**TASKS:**
1. Rewrite the paragraph on the UltraPET project page that begins "One of the shortcomings of the PET" as a short bulleted list, keeping its main facts.
2. From the UltraPET project page, copy word for word the passage from "I envision the" to "everything working together!".

**TEXT EXTRACT:**
• • •
Welcome to the "UltraPET" Project Page! The UltraPET is the most powerfull and best-looking PET ever made... or will be. First, just to be clear... Commodore never made an "UltraPET". This is MY personal attempt to build the Ultimate PET machine. This will be an ongoing project that might take a while to complete, or might never be finished.
I envision the UltraPET to be something like this:
The trick will be assembling all the pieces and developing new software/firmware to get everything working together!
|8296D Computer||SuperPET board||OS/9 MMU||Graphics Board||Card Drive|
The 8296D was Commodore's last PET machine, and it contains 128K of RAM on a small motherboard. Many of the chips on the older PET machines have been replaced by PLA's. The 8296D contains the equivilent of an 8250LP dual disk drive inside. Each 8250 disk can store 1MB of data and is the highest capacity floppy Commodore made for the PET machines.
Commodore made the SuperPET, which was a standard 8032 machine with an extra board containing a 6809 processor and some RAM. This allowed the PET to run additional programming languages. Also, with the addition of a special MMU board, you could also run an alternate operating system called OS/9.
One of the shortcomings of the PET was the lack of bitmapped graphics capability. Commodore Germany rectified this with the High-speed Graphik board. The HSG board was designed for the 8000 series machines and contains a dedicated GPU chip for graphics display. Commodore later produced a newer and smaller board specifically for the 8296 without the GPU chip.
PET machines came in both 40 and 80-column versions. The 4000 series with 40 columns and the 8000 series with 80 columns. Most PET software, including games, worked on the 40-column machines. Most business software ran on 80 column. Obviously we need a way to switch between them. There are two methods to do this... hardware or software. The hardware method involves (on the 8296) moving a chip from one location to another. The software method involves reprogramming the CRTC chip to simulate 40 columns by increasing the left and right borders and patching the print routines. I also have in mind a third method which involves some additional hardware as well as software. This would need to be designed.
The PET machines are IEEE based. Newer machines like the VIC and C64 use a serial version called IEC. Most of the cool new storage devices are based on IEC. These devices allow you to use memory cards, IDE drives, and even CD-ROM drives. Unfortunately the PET machines can't use them without some kind of converter. Enter the CBM-II (my favorite) machines and a clever guy named Ulrich and you have a solution where the CBM-II machines can convert the cassette port into an IEC port. Ulrich provided source code. With a little work the same system can be adapted to the PET machines. The PET machines, conveniently, have TWO cassette ports, so won't mind loosing one to talk to these new IEC devices.
• • •
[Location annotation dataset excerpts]
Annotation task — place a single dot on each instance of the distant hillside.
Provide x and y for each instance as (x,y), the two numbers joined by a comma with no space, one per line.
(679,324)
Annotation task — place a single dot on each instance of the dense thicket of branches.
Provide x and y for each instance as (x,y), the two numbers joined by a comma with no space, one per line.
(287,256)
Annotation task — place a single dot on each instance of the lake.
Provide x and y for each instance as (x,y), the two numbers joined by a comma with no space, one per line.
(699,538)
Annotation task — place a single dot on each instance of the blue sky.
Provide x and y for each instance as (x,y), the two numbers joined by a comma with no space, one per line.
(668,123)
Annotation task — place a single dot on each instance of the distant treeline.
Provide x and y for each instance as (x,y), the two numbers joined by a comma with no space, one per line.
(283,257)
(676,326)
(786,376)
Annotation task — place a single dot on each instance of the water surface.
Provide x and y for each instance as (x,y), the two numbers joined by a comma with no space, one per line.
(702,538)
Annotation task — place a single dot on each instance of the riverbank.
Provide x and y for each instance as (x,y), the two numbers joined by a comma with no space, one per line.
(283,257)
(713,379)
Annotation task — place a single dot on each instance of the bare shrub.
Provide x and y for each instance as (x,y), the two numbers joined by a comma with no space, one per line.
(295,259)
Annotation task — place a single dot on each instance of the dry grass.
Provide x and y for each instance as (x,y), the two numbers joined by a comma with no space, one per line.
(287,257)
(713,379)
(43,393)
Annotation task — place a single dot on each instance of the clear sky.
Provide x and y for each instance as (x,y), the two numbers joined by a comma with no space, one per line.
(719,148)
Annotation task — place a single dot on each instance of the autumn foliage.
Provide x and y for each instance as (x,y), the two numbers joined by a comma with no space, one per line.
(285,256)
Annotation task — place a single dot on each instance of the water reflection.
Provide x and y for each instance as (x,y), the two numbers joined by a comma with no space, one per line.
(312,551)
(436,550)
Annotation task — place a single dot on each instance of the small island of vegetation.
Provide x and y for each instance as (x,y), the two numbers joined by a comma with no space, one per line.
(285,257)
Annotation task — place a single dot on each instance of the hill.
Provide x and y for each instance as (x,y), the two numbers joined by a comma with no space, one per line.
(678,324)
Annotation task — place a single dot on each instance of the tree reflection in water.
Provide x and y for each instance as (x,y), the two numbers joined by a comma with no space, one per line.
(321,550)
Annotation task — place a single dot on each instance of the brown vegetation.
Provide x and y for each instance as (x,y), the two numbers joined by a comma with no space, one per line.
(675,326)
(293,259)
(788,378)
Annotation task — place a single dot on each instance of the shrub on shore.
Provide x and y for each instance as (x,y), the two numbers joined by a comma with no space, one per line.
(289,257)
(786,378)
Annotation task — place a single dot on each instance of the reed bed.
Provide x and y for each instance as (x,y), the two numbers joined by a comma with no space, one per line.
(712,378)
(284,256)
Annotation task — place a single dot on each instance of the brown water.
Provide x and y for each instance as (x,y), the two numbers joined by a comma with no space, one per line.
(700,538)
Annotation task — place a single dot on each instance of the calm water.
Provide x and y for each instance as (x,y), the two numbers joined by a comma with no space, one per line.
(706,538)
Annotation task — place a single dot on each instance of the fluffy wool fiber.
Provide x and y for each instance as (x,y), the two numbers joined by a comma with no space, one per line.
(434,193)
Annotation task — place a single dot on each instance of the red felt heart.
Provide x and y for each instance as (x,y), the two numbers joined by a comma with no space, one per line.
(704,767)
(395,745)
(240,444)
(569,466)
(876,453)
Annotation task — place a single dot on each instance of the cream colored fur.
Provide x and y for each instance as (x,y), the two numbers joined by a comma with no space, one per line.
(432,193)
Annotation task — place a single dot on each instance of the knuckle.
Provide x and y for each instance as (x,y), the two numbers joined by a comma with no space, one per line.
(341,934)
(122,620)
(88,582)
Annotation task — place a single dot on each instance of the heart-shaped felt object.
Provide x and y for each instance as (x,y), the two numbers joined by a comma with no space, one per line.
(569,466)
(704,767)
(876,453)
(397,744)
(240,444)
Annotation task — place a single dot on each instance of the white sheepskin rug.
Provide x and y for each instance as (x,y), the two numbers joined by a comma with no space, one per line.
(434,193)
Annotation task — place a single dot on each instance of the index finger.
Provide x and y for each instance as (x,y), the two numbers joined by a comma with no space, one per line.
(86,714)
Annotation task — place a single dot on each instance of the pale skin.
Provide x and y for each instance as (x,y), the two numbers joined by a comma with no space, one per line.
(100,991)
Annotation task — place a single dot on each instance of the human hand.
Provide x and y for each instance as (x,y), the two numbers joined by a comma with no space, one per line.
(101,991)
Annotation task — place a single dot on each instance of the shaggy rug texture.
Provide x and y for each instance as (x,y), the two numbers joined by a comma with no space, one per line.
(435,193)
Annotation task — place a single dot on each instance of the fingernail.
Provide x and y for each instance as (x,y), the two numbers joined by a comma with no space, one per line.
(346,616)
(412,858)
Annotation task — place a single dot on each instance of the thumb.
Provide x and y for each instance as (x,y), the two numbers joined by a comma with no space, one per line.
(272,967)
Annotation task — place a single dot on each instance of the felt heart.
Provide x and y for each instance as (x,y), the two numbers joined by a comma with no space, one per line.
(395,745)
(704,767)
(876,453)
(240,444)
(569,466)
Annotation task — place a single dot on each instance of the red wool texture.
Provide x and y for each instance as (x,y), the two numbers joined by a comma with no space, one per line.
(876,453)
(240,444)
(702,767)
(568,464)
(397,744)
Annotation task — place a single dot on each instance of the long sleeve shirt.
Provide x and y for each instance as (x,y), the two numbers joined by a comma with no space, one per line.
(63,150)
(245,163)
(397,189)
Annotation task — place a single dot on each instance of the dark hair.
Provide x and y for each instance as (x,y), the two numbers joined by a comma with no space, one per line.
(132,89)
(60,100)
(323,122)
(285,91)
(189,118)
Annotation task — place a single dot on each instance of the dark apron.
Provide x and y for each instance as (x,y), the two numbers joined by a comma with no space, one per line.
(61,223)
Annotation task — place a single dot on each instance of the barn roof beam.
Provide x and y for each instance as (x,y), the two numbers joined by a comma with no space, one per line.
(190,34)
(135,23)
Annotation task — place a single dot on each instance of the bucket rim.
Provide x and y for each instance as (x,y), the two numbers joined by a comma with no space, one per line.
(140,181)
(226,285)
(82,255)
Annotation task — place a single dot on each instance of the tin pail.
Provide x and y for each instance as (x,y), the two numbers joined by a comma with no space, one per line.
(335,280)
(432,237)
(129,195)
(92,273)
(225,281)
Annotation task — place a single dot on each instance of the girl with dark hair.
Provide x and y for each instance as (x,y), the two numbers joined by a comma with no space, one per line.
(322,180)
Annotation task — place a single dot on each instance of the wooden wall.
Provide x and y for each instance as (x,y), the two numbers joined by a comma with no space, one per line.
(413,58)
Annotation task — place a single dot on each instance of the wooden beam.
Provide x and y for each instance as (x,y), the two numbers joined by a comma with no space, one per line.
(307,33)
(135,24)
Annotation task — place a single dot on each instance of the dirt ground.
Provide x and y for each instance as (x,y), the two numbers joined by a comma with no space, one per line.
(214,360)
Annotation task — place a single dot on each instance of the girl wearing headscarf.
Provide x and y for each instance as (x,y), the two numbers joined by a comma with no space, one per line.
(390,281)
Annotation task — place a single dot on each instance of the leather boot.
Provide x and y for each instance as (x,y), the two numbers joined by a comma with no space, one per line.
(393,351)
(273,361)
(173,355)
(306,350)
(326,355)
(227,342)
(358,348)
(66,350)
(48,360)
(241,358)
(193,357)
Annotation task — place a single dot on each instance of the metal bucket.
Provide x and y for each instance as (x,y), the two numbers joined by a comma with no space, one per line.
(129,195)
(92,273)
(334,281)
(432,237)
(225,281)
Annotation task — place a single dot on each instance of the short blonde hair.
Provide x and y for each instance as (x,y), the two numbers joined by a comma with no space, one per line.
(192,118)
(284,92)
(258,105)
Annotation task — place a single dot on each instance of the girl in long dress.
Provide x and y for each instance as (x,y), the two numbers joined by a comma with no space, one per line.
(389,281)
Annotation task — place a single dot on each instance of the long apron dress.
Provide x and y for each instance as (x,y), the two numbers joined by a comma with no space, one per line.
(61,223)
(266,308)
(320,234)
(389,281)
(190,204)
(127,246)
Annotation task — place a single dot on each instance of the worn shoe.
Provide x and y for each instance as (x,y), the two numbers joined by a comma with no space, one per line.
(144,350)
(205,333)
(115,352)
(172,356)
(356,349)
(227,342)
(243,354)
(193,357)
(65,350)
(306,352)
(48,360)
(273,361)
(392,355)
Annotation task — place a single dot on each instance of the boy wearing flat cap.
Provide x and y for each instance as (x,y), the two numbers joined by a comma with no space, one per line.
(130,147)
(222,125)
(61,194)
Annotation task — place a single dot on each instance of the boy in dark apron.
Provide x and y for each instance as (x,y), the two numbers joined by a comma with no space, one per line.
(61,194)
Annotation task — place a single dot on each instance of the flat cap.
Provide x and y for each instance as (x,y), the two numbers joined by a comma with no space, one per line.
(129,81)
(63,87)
• • •
**WORKED ANSWERS:**
1.
- The PET had no bitmapped graphics capability.
- Commodore Germany addressed this with the High-speed Graphik (HSG) board.
- The HSG board was built for the 8000 series machines and has a dedicated GPU chip for graphics display.
- Commodore later made a newer, smaller board specifically for the 8296, without the GPU chip.

2.
I envision the UltraPET to be something like this:
The trick will be assembling all the pieces and developing new software/firmware to get everything working together!